● **Исходные данные**
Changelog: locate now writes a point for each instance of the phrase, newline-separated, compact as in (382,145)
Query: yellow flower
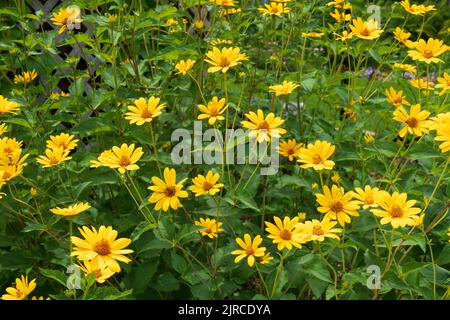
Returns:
(53,157)
(3,128)
(344,37)
(26,77)
(396,210)
(415,122)
(212,227)
(72,210)
(67,18)
(263,128)
(312,34)
(396,98)
(316,230)
(406,67)
(63,140)
(369,137)
(340,16)
(441,123)
(228,11)
(101,274)
(222,60)
(401,36)
(101,248)
(21,291)
(123,158)
(286,233)
(444,83)
(213,111)
(184,66)
(337,205)
(367,197)
(290,149)
(428,51)
(366,30)
(285,88)
(251,249)
(274,8)
(224,3)
(264,259)
(422,85)
(416,9)
(144,110)
(206,185)
(316,156)
(7,106)
(167,193)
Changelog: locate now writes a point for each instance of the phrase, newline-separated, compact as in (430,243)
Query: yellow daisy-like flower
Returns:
(406,67)
(290,149)
(396,210)
(286,233)
(184,66)
(21,291)
(264,259)
(263,128)
(101,274)
(212,228)
(316,156)
(64,140)
(316,230)
(3,128)
(26,77)
(72,210)
(206,185)
(415,9)
(337,205)
(144,110)
(421,84)
(444,83)
(250,249)
(340,16)
(213,112)
(415,122)
(7,106)
(396,98)
(274,8)
(101,247)
(367,197)
(441,123)
(283,89)
(166,193)
(122,159)
(222,60)
(53,157)
(66,18)
(313,34)
(368,30)
(428,51)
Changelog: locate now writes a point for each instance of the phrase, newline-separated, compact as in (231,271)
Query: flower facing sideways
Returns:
(166,193)
(250,249)
(101,247)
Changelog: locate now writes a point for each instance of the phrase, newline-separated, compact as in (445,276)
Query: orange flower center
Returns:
(286,235)
(337,206)
(317,159)
(224,62)
(102,247)
(170,191)
(317,230)
(124,161)
(412,122)
(396,212)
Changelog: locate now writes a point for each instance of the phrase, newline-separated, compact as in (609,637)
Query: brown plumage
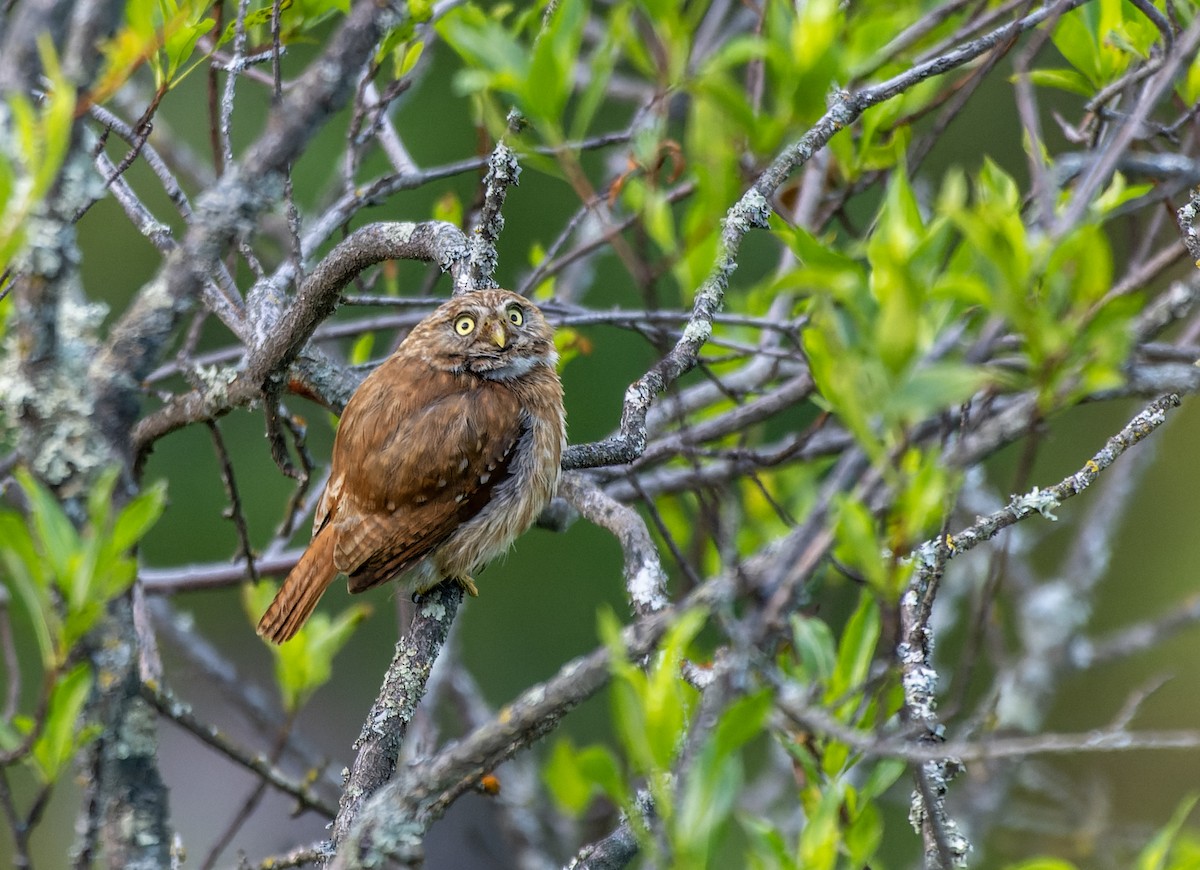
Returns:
(444,455)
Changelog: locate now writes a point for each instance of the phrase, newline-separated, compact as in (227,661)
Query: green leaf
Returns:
(820,840)
(55,537)
(1063,79)
(815,648)
(25,577)
(138,516)
(305,663)
(574,775)
(61,736)
(1153,856)
(857,648)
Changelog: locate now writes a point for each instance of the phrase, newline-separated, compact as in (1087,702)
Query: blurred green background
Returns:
(527,621)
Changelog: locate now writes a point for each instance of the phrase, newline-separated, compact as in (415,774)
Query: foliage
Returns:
(306,663)
(64,577)
(915,295)
(31,154)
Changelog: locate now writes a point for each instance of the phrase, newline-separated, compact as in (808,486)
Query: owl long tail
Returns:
(301,591)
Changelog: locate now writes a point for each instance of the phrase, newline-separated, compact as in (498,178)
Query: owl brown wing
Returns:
(415,479)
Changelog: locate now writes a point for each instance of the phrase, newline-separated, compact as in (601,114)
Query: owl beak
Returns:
(499,337)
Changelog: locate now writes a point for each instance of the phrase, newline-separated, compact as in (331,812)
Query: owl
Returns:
(447,453)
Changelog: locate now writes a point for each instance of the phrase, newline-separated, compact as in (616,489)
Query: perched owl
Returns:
(444,455)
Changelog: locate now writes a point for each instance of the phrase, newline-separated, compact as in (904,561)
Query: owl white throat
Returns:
(519,366)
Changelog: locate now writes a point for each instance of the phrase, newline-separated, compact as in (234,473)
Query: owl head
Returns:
(493,334)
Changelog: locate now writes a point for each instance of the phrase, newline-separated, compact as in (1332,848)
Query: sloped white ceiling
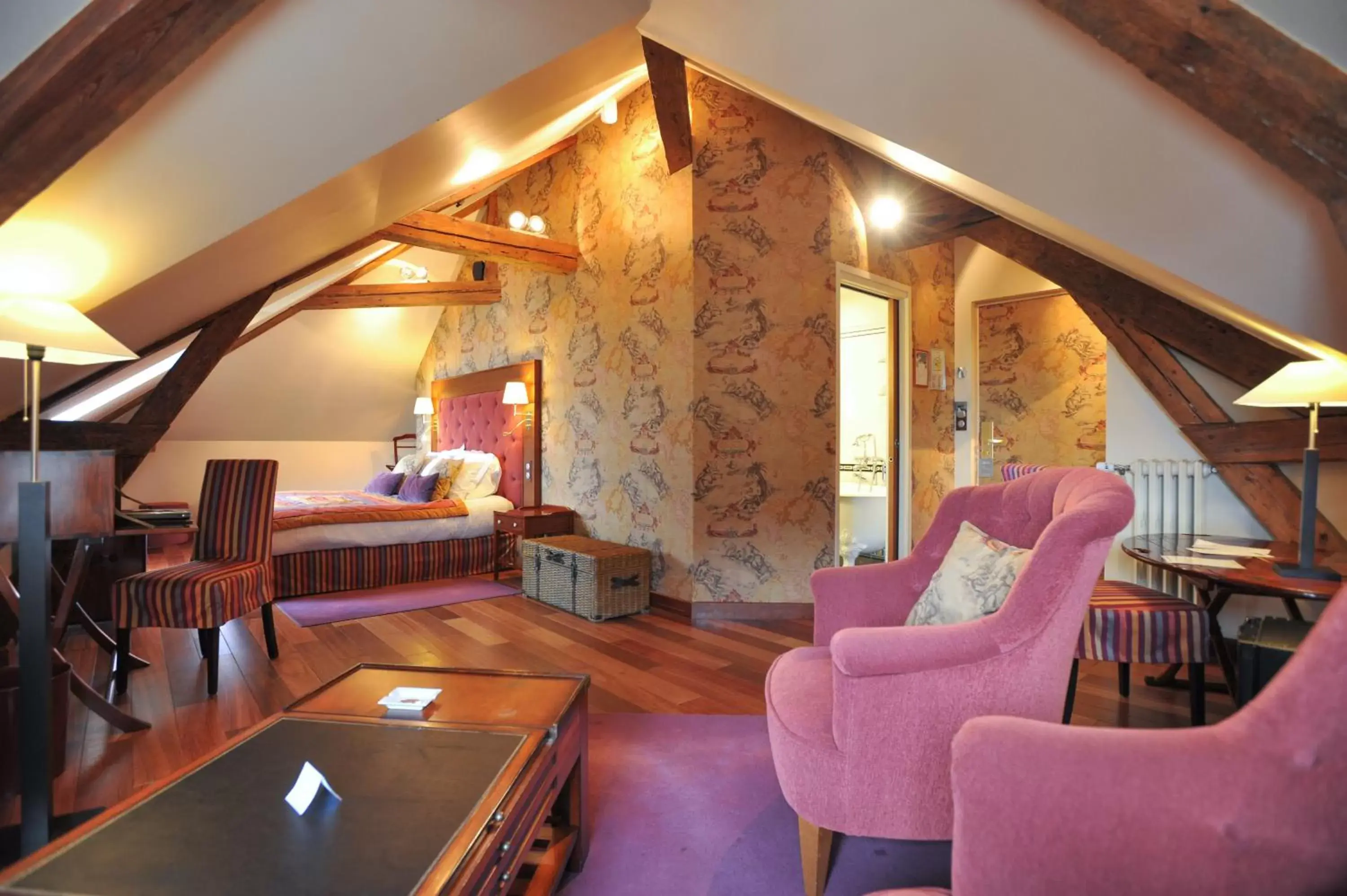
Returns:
(324,376)
(310,124)
(1013,108)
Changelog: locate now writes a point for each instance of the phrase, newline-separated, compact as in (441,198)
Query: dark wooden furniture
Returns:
(83,509)
(1264,646)
(481,793)
(1215,587)
(528,522)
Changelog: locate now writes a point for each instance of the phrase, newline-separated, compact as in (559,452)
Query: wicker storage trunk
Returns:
(594,580)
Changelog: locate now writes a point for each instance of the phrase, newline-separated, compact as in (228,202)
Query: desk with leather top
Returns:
(484,793)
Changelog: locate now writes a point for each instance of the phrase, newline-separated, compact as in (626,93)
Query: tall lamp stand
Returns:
(34,562)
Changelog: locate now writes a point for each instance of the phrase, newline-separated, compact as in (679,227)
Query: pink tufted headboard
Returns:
(469,413)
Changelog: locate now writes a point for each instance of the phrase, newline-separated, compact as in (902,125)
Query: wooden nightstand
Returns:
(530,522)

● **Задание к выполнению**
Представьте все строки приведенных выше данных в виде JSON-списка строк, по одной на каждую строку данных, без пустых строк. Изображения в ответ не включайте.

● **Полученный результат**
[
  "Changelog: locate now writes a point for each instance of the phrase, newline-separated, compact as in (382,145)",
  "Query: yellow flower",
  "Returns:",
  "(53,157)",
  "(3,128)",
  "(344,37)",
  "(26,77)",
  "(396,210)",
  "(415,122)",
  "(212,227)",
  "(72,210)",
  "(67,18)",
  "(263,128)",
  "(312,34)",
  "(396,98)",
  "(316,230)",
  "(406,67)",
  "(63,140)",
  "(369,137)",
  "(340,16)",
  "(441,123)",
  "(228,11)",
  "(101,274)",
  "(222,60)",
  "(401,36)",
  "(101,248)",
  "(21,291)",
  "(123,158)",
  "(286,233)",
  "(444,83)",
  "(213,111)",
  "(184,66)",
  "(337,205)",
  "(367,197)",
  "(290,149)",
  "(428,51)",
  "(366,30)",
  "(285,88)",
  "(251,249)",
  "(274,8)",
  "(224,3)",
  "(264,259)",
  "(422,85)",
  "(416,9)",
  "(144,110)",
  "(206,185)",
  "(316,156)",
  "(7,106)",
  "(167,193)",
  "Changelog: locate now writes a point for each instance of the phrase, newline-separated, compact as in (430,243)",
  "Query: yellow daisy-like flower",
  "Returns:",
  "(406,67)",
  "(290,149)",
  "(396,210)",
  "(286,233)",
  "(184,66)",
  "(21,291)",
  "(264,259)",
  "(263,128)",
  "(101,274)",
  "(212,228)",
  "(316,156)",
  "(64,140)",
  "(316,230)",
  "(3,128)",
  "(26,77)",
  "(72,210)",
  "(206,185)",
  "(415,9)",
  "(337,205)",
  "(144,110)",
  "(421,84)",
  "(444,83)",
  "(250,249)",
  "(340,16)",
  "(213,112)",
  "(415,122)",
  "(7,106)",
  "(396,98)",
  "(274,8)",
  "(101,247)",
  "(367,197)",
  "(441,123)",
  "(283,89)",
  "(166,193)",
  "(122,159)",
  "(222,60)",
  "(53,157)",
  "(66,18)",
  "(313,34)",
  "(368,30)",
  "(428,51)",
  "Changelog: locate now writes a point for each instance of the phrase, newline-separated, compact as in (231,271)",
  "Query: flower facing sideways",
  "Returns:",
  "(166,193)",
  "(250,249)",
  "(101,247)",
  "Changelog: locate now writes a point for each instance of the phrase, newline-separated, compact as in (445,276)",
  "Query: orange flower center",
  "Returns:",
  "(286,235)",
  "(337,206)",
  "(317,159)",
  "(224,62)",
  "(102,247)",
  "(170,191)",
  "(317,230)",
  "(124,161)",
  "(412,122)",
  "(396,212)",
  "Changelog: locate now writes a point for each instance of the phrase, newline-separated, compact as in (609,637)",
  "Query: brown plumage",
  "Returns:",
  "(444,455)",
  "Changelog: locate now writes a point for each instance of the phrase, newline-separated, compact as in (227,661)",
  "Query: green leaf",
  "Returns:",
  "(820,840)",
  "(55,537)",
  "(1063,79)",
  "(815,648)",
  "(25,577)",
  "(138,516)",
  "(305,663)",
  "(574,775)",
  "(61,736)",
  "(1153,856)",
  "(857,648)",
  "Changelog: locate now writes a point for each instance of the phrase, newline-separated, compact as in (1087,702)",
  "Query: blurred green background",
  "Returns:",
  "(527,621)",
  "Changelog: locate now writes a point for each instance of the phrase, newline-separated, compact as in (415,774)",
  "Query: foliage",
  "Returns:",
  "(306,663)",
  "(64,577)",
  "(915,295)",
  "(31,154)",
  "Changelog: locate now writes a point for each instance of the phrase, newline-separated, compact as in (808,486)",
  "Query: owl long tail",
  "Returns:",
  "(301,591)",
  "Changelog: locate now writes a point for each instance of the phrase, newline-separated, compact as in (498,178)",
  "Query: owl brown wing",
  "Returns:",
  "(415,479)",
  "Changelog: locate now writes a point for each instance of the phrase, newline-separated, compact as in (601,114)",
  "Query: owl beak",
  "Returns:",
  "(499,337)",
  "Changelog: locate now writes a point for each instance of the phrase, newline-separated, compact as in (331,812)",
  "Query: owl",
  "Returns:",
  "(447,453)",
  "Changelog: locate now writes a point for each instance of the phrase, newline-separated, compact as in (616,489)",
  "Query: perched owl",
  "Returns:",
  "(444,455)",
  "Changelog: locate now writes a point for each instance of the phrase, newline-separated, compact as in (904,561)",
  "Query: owl white throat",
  "Returns:",
  "(519,366)",
  "Changelog: locate now writes a point for each instance of the phrase, newline-separated, compact as in (234,473)",
  "Query: owl head",
  "Returns:",
  "(493,334)",
  "Changelog: locate now writes a point for each instance of the phrase, newline-separated, compact as in (1332,848)",
  "Query: sloped white ceiling",
  "Returns:",
  "(324,376)",
  "(310,124)",
  "(1013,108)",
  "Changelog: locate now writes a point for each instance of the phrase, newline-separated, compact as in (441,198)",
  "Query: dark wooden furniture",
  "Returns:",
  "(83,509)",
  "(1264,646)",
  "(481,793)",
  "(1215,587)",
  "(528,522)",
  "Changelog: locate now writes a point for each instance of the phrase, newline-separated, compact as in (559,452)",
  "Query: wicker storage trunk",
  "Returns:",
  "(594,580)",
  "Changelog: locate now writes a point for each instance of the phrase, newline-separated, compact as in (228,202)",
  "Query: desk with leather top",
  "Returns:",
  "(484,793)",
  "Changelog: locate now writes a point for each instance of the phrase, newline-separated, compact as in (626,93)",
  "Query: tall lamp stand",
  "Returns:",
  "(34,562)",
  "Changelog: locate now writes a point for each instance of the phrase, newline-separated, compact as in (679,227)",
  "Query: pink tufted headboard",
  "Returns:",
  "(469,413)",
  "Changelog: locate now writes a point for each instance of the phrase, newline-separated, compact as in (902,125)",
  "Query: wooden nightstand",
  "Returns:",
  "(530,522)"
]